* **Records for processing**:
— begin —

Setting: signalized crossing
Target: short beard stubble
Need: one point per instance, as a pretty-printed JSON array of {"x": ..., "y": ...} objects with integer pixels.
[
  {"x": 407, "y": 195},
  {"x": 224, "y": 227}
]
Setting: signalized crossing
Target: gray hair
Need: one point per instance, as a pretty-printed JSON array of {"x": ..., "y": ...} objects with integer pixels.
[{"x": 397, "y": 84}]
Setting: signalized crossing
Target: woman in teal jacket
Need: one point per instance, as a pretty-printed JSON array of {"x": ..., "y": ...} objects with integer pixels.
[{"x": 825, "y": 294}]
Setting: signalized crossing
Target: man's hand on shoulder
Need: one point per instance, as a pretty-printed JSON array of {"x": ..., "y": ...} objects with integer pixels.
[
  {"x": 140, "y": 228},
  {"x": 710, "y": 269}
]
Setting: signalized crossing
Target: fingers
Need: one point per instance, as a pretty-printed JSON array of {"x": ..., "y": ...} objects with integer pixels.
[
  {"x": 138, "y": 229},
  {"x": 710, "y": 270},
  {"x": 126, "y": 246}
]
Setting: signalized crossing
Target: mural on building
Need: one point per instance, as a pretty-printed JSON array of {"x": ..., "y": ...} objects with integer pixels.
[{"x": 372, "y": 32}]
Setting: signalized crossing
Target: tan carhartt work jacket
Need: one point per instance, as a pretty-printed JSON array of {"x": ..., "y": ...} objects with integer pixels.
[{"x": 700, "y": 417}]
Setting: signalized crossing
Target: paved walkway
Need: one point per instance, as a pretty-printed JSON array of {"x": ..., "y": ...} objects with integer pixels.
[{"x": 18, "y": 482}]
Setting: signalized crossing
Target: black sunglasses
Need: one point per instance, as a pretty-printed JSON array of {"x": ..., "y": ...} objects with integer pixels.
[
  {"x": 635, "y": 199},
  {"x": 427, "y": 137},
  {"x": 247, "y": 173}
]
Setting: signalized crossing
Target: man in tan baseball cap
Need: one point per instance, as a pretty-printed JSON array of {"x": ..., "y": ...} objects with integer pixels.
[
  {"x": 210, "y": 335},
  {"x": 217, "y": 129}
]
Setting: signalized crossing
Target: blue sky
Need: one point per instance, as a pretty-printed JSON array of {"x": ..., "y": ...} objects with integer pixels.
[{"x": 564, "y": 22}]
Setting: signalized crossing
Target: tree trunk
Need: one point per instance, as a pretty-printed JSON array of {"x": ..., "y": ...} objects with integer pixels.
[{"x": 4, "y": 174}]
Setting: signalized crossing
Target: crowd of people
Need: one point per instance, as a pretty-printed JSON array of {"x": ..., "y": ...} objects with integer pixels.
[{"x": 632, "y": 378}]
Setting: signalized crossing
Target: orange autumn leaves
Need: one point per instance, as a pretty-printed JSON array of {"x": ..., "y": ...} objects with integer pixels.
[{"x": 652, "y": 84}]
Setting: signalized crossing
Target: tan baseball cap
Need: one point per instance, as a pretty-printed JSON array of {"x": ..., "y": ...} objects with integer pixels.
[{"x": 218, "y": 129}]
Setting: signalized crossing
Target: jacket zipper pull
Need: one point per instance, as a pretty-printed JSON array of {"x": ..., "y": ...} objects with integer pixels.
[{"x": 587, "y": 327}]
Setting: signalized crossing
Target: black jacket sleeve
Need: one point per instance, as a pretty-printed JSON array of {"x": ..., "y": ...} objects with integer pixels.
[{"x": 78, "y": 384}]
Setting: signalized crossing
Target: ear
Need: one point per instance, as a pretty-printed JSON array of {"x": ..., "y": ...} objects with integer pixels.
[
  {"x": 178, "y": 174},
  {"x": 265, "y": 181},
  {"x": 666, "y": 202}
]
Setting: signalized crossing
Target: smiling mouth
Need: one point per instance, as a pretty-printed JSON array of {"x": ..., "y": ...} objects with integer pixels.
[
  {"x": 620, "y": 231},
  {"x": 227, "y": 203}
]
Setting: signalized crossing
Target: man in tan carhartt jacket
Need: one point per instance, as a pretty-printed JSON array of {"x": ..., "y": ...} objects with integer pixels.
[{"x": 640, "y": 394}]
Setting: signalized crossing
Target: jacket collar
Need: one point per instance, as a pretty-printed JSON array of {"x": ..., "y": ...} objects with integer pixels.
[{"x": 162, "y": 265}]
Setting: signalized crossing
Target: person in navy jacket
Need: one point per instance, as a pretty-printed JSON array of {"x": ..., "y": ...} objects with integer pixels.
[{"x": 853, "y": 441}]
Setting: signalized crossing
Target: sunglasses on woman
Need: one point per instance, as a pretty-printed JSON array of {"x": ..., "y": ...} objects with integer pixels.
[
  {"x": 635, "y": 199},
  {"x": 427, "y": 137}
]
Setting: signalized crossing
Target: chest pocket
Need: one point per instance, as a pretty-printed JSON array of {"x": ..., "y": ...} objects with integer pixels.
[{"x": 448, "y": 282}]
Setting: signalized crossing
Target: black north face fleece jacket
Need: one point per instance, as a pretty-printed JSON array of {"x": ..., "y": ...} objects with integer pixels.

— end —

* **What you are asked to do**: Count the lines in the rows above that contain the string "woman", treating uppercase and lowercase as different. Reply with the number alone.

* **Solved problem**: 2